Exercises:
1. Summarize the passage about Elton's quadrant in two sentences.
2. Extend the passage about Elton's quadrant, continuing on from its final sentence.

This instrument is derived from the Davis quadrant, adding an index arm with spirit levels to use as an artificial horizon.
The instrument is signed J. Sisson fecit - Jonathan Sisson made the instrument as drawn.

This instrument clearly reflects the shape and features of the Davis quadrant. The significant differences are the change in the upper arc to a simple triangular frame and the addition of an index arm. The triangular frame at the top spans 60° as did the arc on the backstaff. The main graduated arc subtends 30° as in the backstaff. The 30° arc is graduated in degrees and sixths of a degree, that is, at ten-minute intervals.

The sighting vane of the backstaff is replaced with a sight (called an eye vane) mounted on the end of the index arm.

The index arm includes a nonius to allow reading the large scale with ten divisions between the graduations on the scale. This provides the navigator with the ability to read the scale to the nearest minute of arc. The index arm has a spirit level to allow the navigator to ensure that the index is horizontal even when he cannot see the horizon.

The instrument has a horizon vane like a Davis quadrant, but Elton refers to it as the shield or ray vane. The shield is attached to the label. The label is an arm that extends from the centre of the arc to the outside of the upper triangle and can be set to one of the three positions in the triangle (in the diagram, it appears to bisect the triangle as it is set to the centre or 30° position). At the upper end of the label is a Flamsteed glass or lens.

The three set positions allow the instrument to read 0° to 30°, 30° to 60° or 60° to 90°. The lens projects an image of the Sun rather than a shadow of the Sun on the shield. This provides an image even when the sky is hazy or lightly overcast. In addition, at the mid-span of the label there is a mounting point for a lantern to be used during nocturnal observations.

There are two spirit levels on the shield. One, called the azimuth tube, ensures that the plane of the instrument is vertical. The other is perpendicular to the shield and will indicate when the plane of the shield is vertical and the label is horizontal.

==Usage==
===Solar altitude by backsight===
For measuring the altitude of the Sun, the Elton's quadrant can be used in the same manner as a Davis quadrant. However, with the artificial horizon, the eye vane is not required to be used.

Point-per-instance localization data:

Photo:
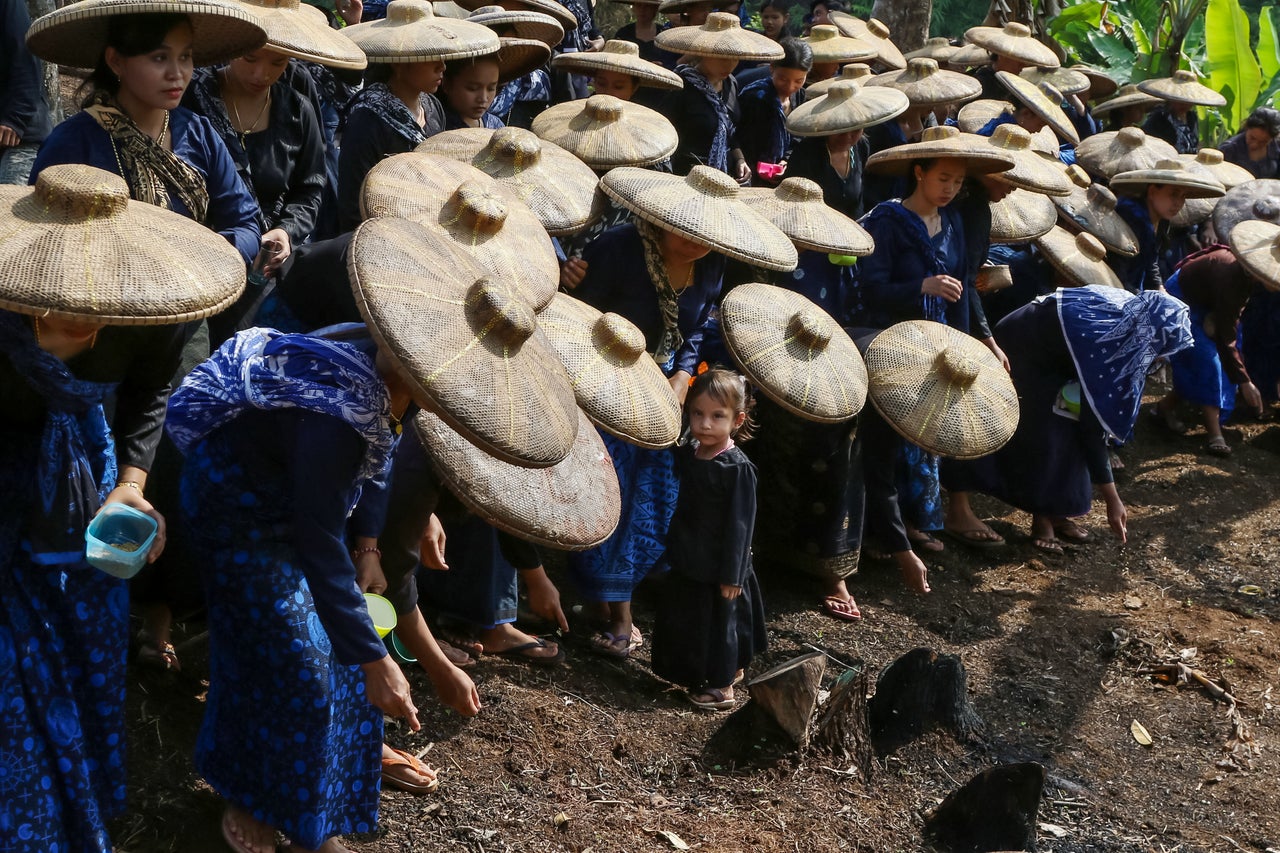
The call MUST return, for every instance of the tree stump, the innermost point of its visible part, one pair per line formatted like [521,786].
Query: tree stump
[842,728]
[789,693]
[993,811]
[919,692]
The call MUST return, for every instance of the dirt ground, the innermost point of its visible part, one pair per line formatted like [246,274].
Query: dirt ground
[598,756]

--

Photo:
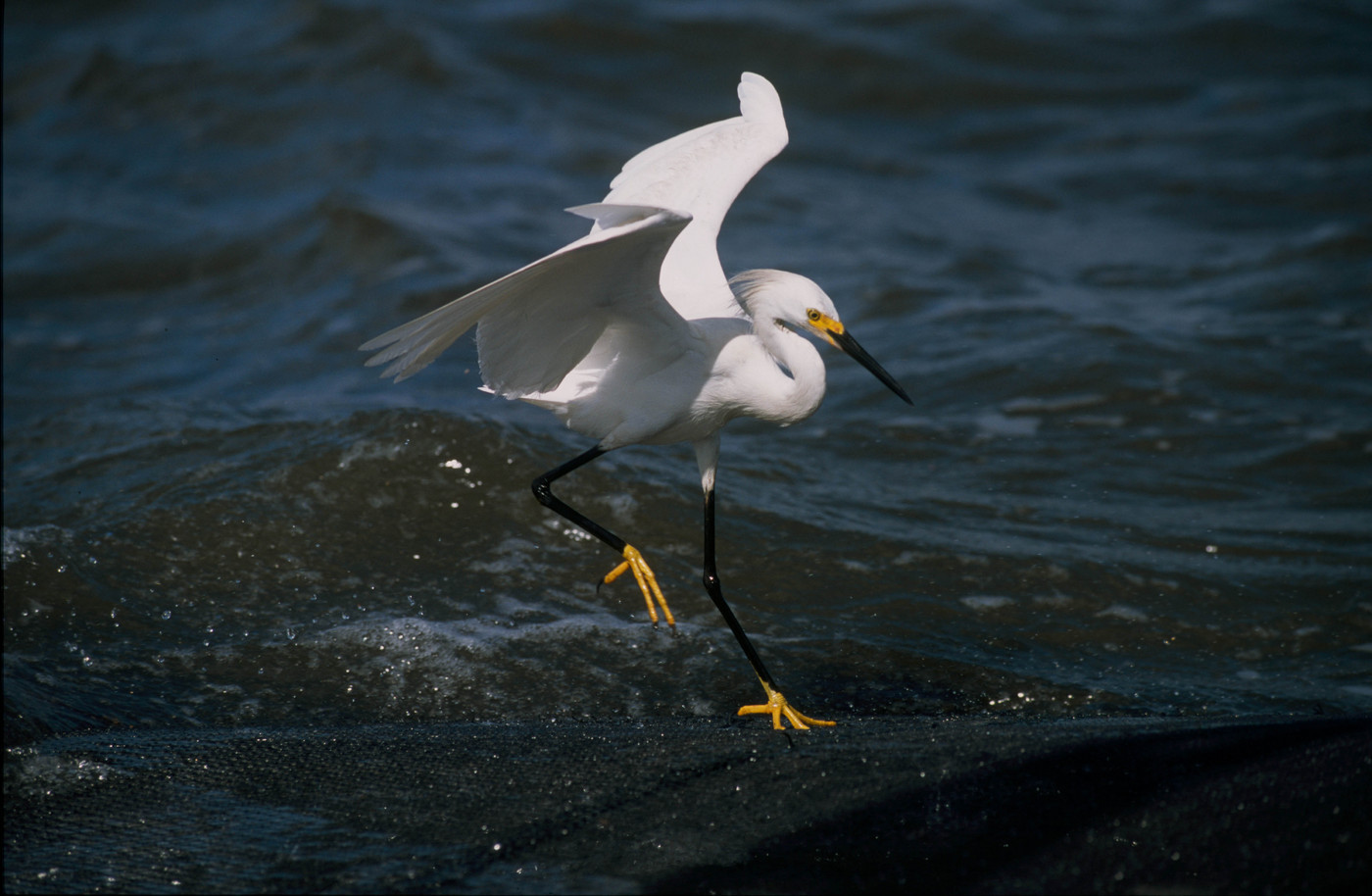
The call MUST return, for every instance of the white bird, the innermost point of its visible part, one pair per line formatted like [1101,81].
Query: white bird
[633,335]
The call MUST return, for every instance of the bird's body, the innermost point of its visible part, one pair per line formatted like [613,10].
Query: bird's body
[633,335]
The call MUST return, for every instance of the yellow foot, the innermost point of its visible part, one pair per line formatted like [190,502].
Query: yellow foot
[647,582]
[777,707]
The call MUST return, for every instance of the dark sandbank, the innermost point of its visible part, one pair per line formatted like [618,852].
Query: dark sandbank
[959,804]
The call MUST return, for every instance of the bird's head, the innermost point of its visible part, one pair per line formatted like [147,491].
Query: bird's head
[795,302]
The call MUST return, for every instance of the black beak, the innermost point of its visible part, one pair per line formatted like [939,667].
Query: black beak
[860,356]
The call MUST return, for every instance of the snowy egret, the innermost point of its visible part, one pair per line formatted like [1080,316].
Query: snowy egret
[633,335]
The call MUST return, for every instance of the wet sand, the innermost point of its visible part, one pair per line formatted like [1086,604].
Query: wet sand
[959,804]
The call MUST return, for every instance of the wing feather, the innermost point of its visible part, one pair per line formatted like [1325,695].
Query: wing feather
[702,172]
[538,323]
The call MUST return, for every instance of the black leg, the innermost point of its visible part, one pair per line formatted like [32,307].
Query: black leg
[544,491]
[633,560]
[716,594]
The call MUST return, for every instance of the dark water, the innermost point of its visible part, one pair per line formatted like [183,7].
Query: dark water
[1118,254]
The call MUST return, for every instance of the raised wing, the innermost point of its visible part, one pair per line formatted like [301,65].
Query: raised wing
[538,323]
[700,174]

Set of answers:
1. Elton's quadrant derives from the Davis quadrant, replacing the upper arc with a 60° triangular frame and adding an index arm that carries an eye vane, a nonius for reading to the nearest minute of arc, and a spirit level serving as an artificial horizon. Its shield, mounted on a label that can be set to three positions to cover 0° to 90°, carries two spirit levels and receives the Sun's image from a Flamsteed lens, so that the instrument can measure solar altitude like a Davis quadrant without requiring the eye vane.

2.
Hold the instrument in a comfortable manner with the arc towards the Sun. Set the label so that the Sun's image is projected on the shield at the hole with the index arm roughly horizontal. Move the index arm so that the index's spirit level shows the arm is precisely horizontal. This sets the instrument and the angle can be read with the scale and nonius.

===Stellar altitude by foresight===
This is a means of measuring altitude of a celestial object that is very different from what can be done with a Davis quadrant. It reveals one of the significant improvements of the Elton's quadrant over the former instrument.

Set the label to a position that will put the object to be measured within the range of the instrument. Observe the object through the eye vane so that the object touches the upper edge of the shield while using the azimuth tube to ensure that the frame is vertical. Move the index arm so that the shield's horizontal tube indicates that the shield is precisely vertical. This sets the instrument and the angle can be read on the arc.

==Significance to navigation==
The Elton's quadrant is not very well known as a navigation instrument. It was used, though to what degree is not known. Elton had the misfortune to invent his instrument in the same period of time as the octant. In fact, John Hadley published details on his octant prior to Elton's article in the same volume of the Philosophical Transactions (article 37 vs 48).

Given that Elton's quadrant was roughly as complex as an octant in construction, there would not likely be a significant advantage in price. The octant was an easier instrument to use and Hadley had supported the use of artificial horizons on the octant in the form of spirit levels. This would have given no advantage to Elton's instrument. In addition, there were many other instruments competing for the attention of navigators in this period. In the end, the Hadley octant and later sextant took precedence as instruments for navigators.